Start of Quoted passage

Highly Wrinkled Porous Polypyrrole for the Enhancement of the Performance of an Fe₂S₃-Fe₂O₃/poly-O-amino Benzenethiol Supercapacitor from a Basic Medium

Abstract

In this study, O-amino benzenethiol (OABT) was oxidized in one pot using Fe(NO₃)₃ to produce a novel Fe₂S₃-Fe₂O₃/poly O-amino benzenethiol (POABT), which showed a highly uniform morphology. At the same time, from SEM analysis, highly wrinkled porous polypyrrole (Ppy) and porous ball-like POABT structures prepared from the K₂S₂O₈ route were evidenced by SEM and TEM analyses. A nanocomposite pseudo-supercapacitor (SC) was fabricated using Fe₂S₃-Fe₂O₃/POABT, and its performance was tested with and without incorporating Ppy in the paste. The results indicate that Ppy significantly increased the specific capacitance (C_S) values, indicating an enhancement in charge storage. At a current density of 0.2 A/g, the C_S values were 44 F/g and 161 F/g for the paste without and with Ppy, respectively. Additionally, the E was calculated, and the incorporation of Ppy resulted in a significant increase in E, reaching 30 W.h.kg⁻¹; this was significantly higher than the value of 8.18 W.h.kg⁻¹ observed without Ppy materials. This effect is likely due to the improved charge transfer facilitated by the presence of Ppy, as evidenced by the Nyquist plot, where the R_ct values were 1.1 Ω and 2.1 Ω with and without Ppy, respectively. Overall, the low cost and significant technical advantages of this capacitor make it a promising candidate for commercial applications.

End of Quoted passage
Start of Data excerpts

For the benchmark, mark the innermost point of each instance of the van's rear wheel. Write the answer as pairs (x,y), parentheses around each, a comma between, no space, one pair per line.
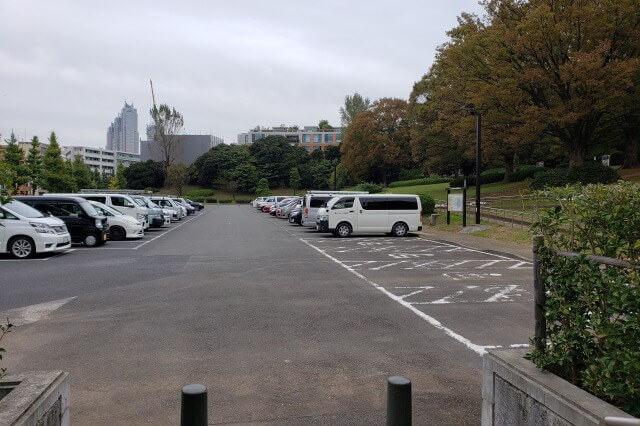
(22,247)
(117,233)
(400,229)
(343,230)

End of Data excerpts

**To do:** According to the supercapacitor abstract, what specific capacitance did the paste with Ppy reach at a current density of 0.2 A/g? The lines have no connection to the supercapacitor abstract.

**Result below:** 161 F/g